*** MATERIAL FOR THIS EXERCISE

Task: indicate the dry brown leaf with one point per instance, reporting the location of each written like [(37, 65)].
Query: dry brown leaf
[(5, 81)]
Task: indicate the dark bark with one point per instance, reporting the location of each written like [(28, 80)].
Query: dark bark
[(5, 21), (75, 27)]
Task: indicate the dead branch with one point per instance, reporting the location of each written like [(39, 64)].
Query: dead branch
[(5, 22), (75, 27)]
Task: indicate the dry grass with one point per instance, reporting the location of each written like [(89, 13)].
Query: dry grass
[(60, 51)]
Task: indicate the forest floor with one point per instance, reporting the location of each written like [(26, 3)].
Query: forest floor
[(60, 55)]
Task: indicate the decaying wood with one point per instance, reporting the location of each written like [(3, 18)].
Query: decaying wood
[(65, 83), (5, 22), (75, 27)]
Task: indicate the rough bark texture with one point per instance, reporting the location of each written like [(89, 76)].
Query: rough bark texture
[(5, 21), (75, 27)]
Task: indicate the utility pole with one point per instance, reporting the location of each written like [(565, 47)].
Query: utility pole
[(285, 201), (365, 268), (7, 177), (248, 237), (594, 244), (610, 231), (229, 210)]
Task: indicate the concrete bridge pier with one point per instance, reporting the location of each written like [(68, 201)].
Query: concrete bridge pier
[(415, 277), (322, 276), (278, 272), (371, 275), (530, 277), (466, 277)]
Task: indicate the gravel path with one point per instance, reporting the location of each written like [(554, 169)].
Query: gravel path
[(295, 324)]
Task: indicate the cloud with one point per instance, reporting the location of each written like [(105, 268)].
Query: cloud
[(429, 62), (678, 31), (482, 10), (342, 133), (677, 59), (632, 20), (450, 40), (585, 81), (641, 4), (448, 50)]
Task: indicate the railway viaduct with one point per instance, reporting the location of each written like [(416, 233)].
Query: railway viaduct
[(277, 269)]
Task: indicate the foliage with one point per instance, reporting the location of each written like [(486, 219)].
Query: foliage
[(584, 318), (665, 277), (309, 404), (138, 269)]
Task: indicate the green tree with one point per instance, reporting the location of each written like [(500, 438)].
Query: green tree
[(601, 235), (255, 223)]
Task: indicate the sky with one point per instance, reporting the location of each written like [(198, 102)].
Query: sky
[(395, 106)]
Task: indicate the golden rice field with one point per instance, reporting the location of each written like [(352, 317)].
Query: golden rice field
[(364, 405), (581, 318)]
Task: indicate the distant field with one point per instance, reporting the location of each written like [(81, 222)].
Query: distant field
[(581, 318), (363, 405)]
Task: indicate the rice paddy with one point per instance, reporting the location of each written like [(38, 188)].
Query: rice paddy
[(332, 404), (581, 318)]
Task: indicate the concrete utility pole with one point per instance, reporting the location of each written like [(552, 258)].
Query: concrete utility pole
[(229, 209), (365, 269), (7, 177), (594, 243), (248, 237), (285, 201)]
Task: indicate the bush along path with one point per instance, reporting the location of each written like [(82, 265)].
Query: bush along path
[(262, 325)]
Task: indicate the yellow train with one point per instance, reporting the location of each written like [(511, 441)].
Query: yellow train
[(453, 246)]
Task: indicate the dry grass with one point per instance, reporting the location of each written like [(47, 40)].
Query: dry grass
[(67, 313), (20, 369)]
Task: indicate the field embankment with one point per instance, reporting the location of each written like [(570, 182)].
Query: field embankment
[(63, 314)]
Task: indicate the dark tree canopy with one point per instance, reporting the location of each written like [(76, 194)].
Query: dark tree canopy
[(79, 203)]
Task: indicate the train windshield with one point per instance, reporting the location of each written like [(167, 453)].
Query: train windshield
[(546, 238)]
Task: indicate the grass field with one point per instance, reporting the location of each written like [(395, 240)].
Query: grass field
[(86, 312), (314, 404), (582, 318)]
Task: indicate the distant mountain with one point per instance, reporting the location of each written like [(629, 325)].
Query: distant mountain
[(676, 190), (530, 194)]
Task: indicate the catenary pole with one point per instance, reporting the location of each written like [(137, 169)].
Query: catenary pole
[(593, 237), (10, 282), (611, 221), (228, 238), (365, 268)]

******

#### [WHAT YOU ARE ASKED TO DO]
Can you write out the data again, from the line with "Task: indicate the yellow" up to and including the line with "[(67, 313), (20, 369)]", adding 25 to every coordinate in the answer points? Leave every other line as it is, including the coordinates in the format samples.

#### [COMPLETE OUTPUT]
Task: indicate the yellow train with one point per instance, reporting the location of each written like [(511, 441)].
Query: yellow train
[(478, 271)]
Task: indicate the dry grass with one point per instance, reporting the location of each written like [(47, 40)].
Query: dry grass
[(92, 338), (45, 394)]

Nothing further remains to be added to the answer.